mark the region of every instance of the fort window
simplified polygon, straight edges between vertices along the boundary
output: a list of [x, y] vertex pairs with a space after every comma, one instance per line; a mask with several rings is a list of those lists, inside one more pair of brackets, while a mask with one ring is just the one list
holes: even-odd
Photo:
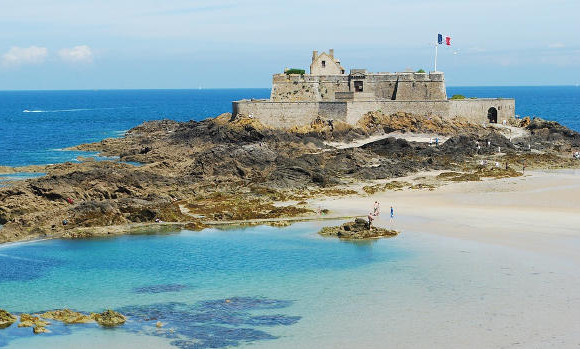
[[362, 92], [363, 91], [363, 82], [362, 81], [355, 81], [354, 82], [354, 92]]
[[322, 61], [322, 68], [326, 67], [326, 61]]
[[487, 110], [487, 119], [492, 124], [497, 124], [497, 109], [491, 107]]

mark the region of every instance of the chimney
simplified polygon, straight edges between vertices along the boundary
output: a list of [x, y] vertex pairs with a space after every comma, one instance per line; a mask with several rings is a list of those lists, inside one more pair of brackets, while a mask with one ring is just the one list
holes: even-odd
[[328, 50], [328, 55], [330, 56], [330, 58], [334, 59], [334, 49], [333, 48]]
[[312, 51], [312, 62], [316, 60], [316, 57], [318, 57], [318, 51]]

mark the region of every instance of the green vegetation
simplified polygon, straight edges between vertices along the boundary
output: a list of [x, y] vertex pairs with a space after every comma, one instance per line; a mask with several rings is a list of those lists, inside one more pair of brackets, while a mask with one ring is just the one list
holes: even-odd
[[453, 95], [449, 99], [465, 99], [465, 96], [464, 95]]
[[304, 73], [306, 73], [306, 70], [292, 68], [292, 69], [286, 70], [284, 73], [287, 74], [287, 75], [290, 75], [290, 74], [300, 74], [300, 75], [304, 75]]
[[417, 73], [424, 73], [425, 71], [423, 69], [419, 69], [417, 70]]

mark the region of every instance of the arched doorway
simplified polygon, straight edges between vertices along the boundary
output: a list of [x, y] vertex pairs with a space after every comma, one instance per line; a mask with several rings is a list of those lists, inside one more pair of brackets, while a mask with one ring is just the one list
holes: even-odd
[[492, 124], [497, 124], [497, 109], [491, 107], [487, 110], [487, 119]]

···

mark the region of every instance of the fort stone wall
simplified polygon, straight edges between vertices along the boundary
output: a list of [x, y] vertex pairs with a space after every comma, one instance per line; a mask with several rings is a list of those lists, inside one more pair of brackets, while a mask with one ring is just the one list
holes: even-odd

···

WHAT IS REQUIRED => Copy the lines above exactly, starting at the one with "mark the region of every instance of the fort window" and ending at the one with "mark the region of every instance of the green", both included. Leave out any pictures and add nothing else.

EXERCISE OUTPUT =>
mark the region of every instance of the fort window
simplified polygon, straight edges between vertices along the boundary
output: a list of [x, y] vertex pairs with a space after every comma, one instance per line; a mask with several rings is a list of those lists, inside one more pair of brackets, while a mask with one ring is just the one list
holes: even-odd
Photo:
[[362, 92], [363, 91], [363, 82], [362, 81], [355, 81], [354, 82], [354, 92]]
[[322, 61], [322, 68], [326, 67], [326, 61]]
[[487, 110], [487, 119], [492, 124], [497, 124], [497, 109], [491, 107]]

mark the region of every instance of the chimney
simplified polygon, straight edges between vertices along the boundary
output: a list of [x, y] vertex pairs with a space after every comma, one instance per line; a mask with several rings is a list of those lists, inside one more pair of brackets, while a mask with one ring is just the one list
holes: even-odd
[[328, 50], [328, 55], [330, 56], [330, 58], [334, 59], [334, 49], [333, 48]]
[[312, 51], [312, 62], [316, 60], [316, 57], [318, 57], [318, 51]]

mark the region of every instance of the green vegetation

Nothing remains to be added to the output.